MATERIAL SUPPLIED: Begin

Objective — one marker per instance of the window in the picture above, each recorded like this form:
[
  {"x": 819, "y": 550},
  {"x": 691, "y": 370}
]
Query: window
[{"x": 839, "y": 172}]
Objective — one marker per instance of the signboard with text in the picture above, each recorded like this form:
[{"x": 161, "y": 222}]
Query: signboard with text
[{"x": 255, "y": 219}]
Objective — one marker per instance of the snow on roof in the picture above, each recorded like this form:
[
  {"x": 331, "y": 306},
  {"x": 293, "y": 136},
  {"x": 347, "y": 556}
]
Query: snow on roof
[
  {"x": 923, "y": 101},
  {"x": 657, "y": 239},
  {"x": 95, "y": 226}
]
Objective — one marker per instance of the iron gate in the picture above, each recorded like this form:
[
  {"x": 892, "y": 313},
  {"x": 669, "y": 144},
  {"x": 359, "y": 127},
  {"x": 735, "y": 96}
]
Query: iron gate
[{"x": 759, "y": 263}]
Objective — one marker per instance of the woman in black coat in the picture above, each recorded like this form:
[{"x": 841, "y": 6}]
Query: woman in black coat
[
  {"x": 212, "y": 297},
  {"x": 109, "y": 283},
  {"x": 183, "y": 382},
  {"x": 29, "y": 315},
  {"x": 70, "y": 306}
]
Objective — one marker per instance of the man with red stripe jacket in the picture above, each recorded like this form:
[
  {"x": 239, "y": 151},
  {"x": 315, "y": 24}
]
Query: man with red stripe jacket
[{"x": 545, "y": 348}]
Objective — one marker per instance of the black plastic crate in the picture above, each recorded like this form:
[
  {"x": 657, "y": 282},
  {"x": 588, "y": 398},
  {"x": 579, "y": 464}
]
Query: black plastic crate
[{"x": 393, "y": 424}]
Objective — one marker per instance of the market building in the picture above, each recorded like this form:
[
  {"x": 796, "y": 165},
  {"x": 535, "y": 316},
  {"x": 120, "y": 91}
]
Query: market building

MATERIAL SUPPLIED: End

Above are the records; report each line in them that includes the word "market".

WORKED SOLUTION >>
Objective — one marker per instance of the market building in the picture above, each recorded like this form:
Query: market building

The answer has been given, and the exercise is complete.